What is expected: Show each line of the material below that contains the word "church".

Provided entries:
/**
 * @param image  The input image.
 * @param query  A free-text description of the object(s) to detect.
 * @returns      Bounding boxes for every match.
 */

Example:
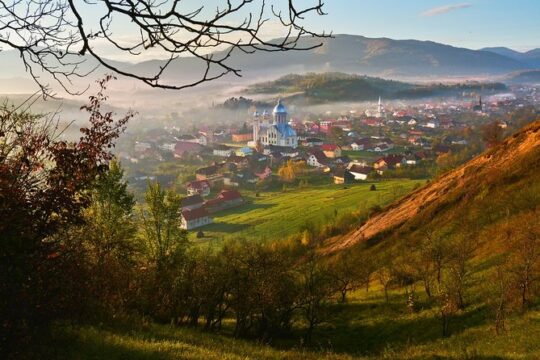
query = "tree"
[83,160,137,311]
[0,77,133,355]
[0,0,327,94]
[329,252,361,304]
[140,182,187,272]
[508,211,540,311]
[298,247,333,343]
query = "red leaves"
[0,75,133,238]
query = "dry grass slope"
[327,120,540,251]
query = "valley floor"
[192,179,425,242]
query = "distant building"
[321,144,341,159]
[348,164,373,180]
[306,150,328,168]
[180,208,212,230]
[232,133,253,142]
[180,194,204,210]
[204,190,244,213]
[253,100,298,148]
[174,141,204,158]
[212,144,234,157]
[334,169,354,184]
[186,180,210,196]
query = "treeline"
[50,161,369,341]
[245,72,507,101]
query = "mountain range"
[0,35,540,92]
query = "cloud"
[420,3,472,16]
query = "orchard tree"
[0,77,132,354]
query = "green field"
[192,180,423,242]
[52,284,540,360]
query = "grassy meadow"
[49,284,540,360]
[191,180,424,242]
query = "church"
[253,99,298,148]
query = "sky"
[314,0,540,51]
[82,0,540,61]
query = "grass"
[45,286,540,360]
[192,180,419,242]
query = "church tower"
[272,99,287,124]
[377,96,385,118]
[253,110,261,143]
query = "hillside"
[329,121,540,251]
[196,180,420,244]
[0,34,540,93]
[127,35,531,80]
[482,47,540,68]
[247,73,507,103]
[504,70,540,84]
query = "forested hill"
[247,73,506,103]
[329,120,540,250]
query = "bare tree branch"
[0,0,331,96]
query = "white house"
[212,145,234,157]
[180,208,212,230]
[349,165,372,180]
[306,152,327,167]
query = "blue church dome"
[273,99,287,114]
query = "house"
[236,146,253,157]
[255,166,272,180]
[423,119,440,129]
[212,144,234,157]
[236,169,259,185]
[180,194,204,210]
[174,141,204,158]
[334,155,351,165]
[232,132,253,142]
[351,138,371,151]
[303,137,324,147]
[348,164,373,180]
[186,180,210,196]
[368,143,390,152]
[134,141,152,152]
[204,190,244,213]
[321,144,341,159]
[225,154,249,169]
[195,164,223,186]
[223,173,240,187]
[373,155,406,170]
[334,169,354,184]
[405,154,420,165]
[306,150,328,167]
[433,144,452,155]
[178,134,199,144]
[197,133,210,146]
[362,117,383,127]
[180,208,212,230]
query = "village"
[119,89,538,230]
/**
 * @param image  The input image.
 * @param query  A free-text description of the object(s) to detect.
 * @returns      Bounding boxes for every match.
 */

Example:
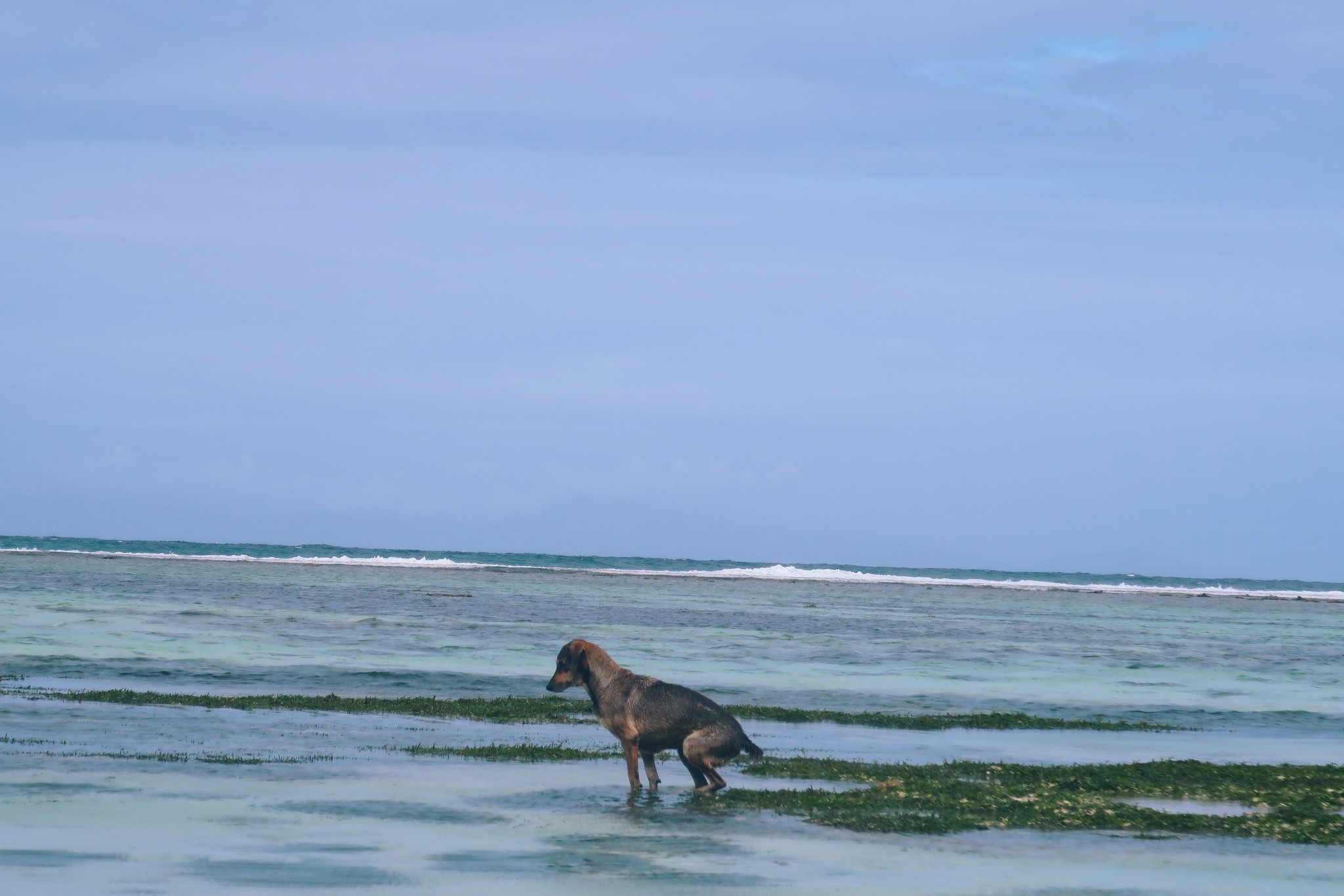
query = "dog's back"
[627,676,761,762]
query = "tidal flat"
[0,554,1344,896]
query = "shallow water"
[0,554,1344,893]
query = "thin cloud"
[910,31,1213,115]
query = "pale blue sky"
[0,0,1344,580]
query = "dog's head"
[545,640,593,692]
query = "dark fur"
[545,641,761,792]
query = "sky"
[0,0,1344,580]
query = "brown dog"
[545,641,761,792]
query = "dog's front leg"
[621,737,640,790]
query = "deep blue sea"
[0,537,1344,896]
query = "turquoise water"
[0,539,1344,893]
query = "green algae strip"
[724,705,1181,731]
[0,688,1179,731]
[398,743,621,762]
[717,758,1344,845]
[4,688,593,723]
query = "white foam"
[0,548,1344,600]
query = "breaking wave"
[0,536,1344,600]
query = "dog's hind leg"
[681,728,735,794]
[640,752,660,790]
[676,747,709,790]
[621,740,641,790]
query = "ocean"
[0,537,1344,896]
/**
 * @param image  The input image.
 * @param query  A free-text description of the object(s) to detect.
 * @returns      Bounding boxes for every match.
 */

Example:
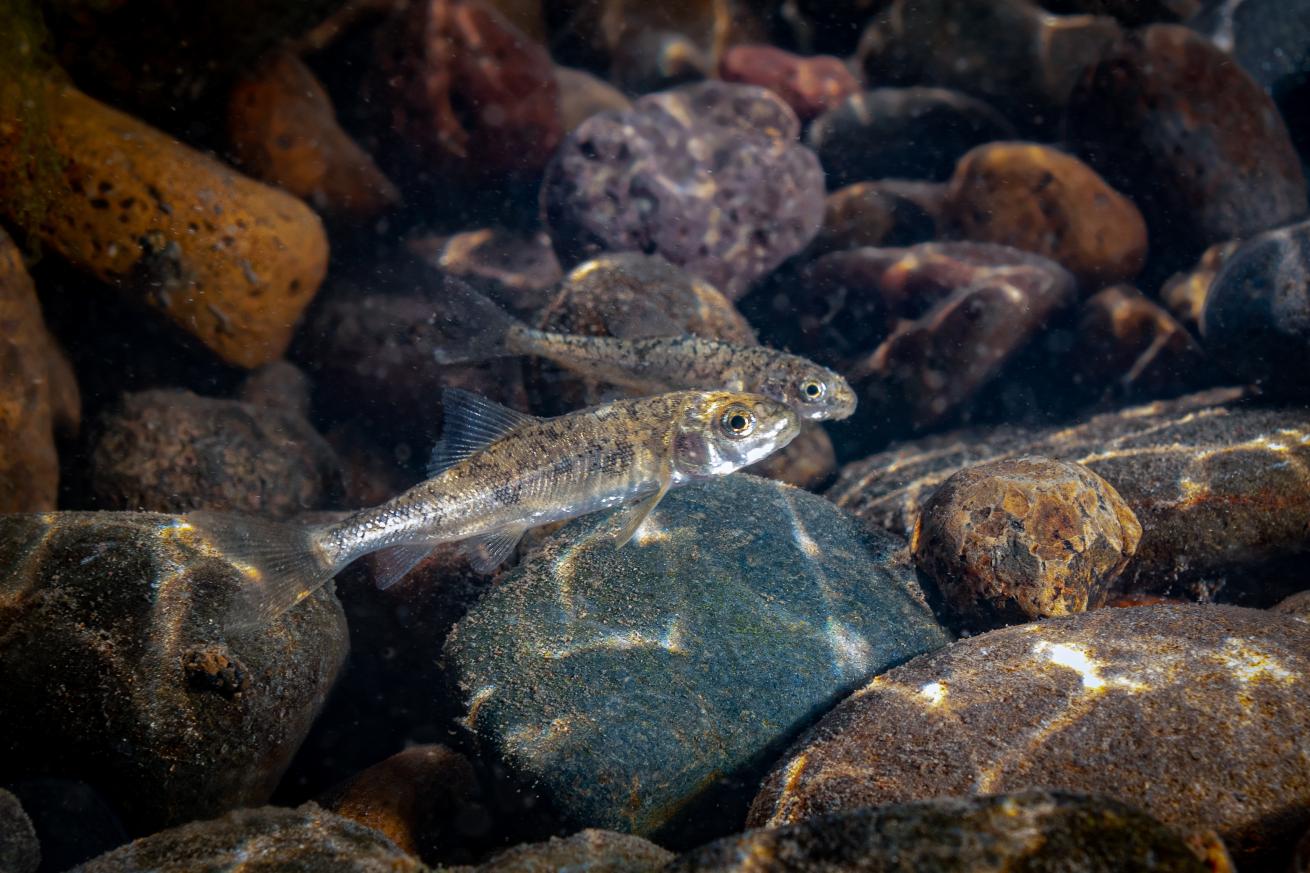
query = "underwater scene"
[0,0,1310,873]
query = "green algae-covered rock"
[0,513,348,832]
[447,475,947,842]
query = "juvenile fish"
[435,281,855,421]
[187,389,800,629]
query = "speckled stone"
[0,788,41,873]
[1066,25,1306,269]
[667,790,1233,873]
[71,804,427,873]
[1201,222,1310,397]
[828,389,1310,595]
[749,606,1310,869]
[0,513,347,832]
[910,455,1142,629]
[445,475,947,844]
[806,88,1014,187]
[90,389,341,518]
[542,83,824,299]
[946,143,1146,291]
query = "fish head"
[761,355,857,421]
[673,391,800,478]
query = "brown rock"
[0,83,328,367]
[828,389,1310,598]
[910,456,1142,629]
[946,143,1146,290]
[1066,25,1306,261]
[228,51,401,222]
[719,45,859,122]
[0,229,81,513]
[90,391,341,518]
[749,606,1310,869]
[1066,284,1209,400]
[320,746,477,855]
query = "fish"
[185,388,800,632]
[434,279,857,421]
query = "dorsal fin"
[427,388,536,477]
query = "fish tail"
[432,278,525,364]
[186,513,342,632]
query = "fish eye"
[800,379,828,401]
[719,406,755,437]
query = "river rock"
[667,790,1233,873]
[0,513,347,832]
[0,229,81,513]
[0,83,328,367]
[228,51,401,222]
[445,475,947,843]
[1066,25,1306,269]
[719,45,859,122]
[828,389,1310,596]
[0,788,41,873]
[751,604,1310,869]
[90,391,341,518]
[73,804,427,873]
[807,88,1014,187]
[855,0,1120,130]
[946,143,1146,291]
[1201,222,1310,396]
[910,455,1142,629]
[541,83,824,299]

The reply:
query = "church"
query = "church tower"
query = "blue church dome"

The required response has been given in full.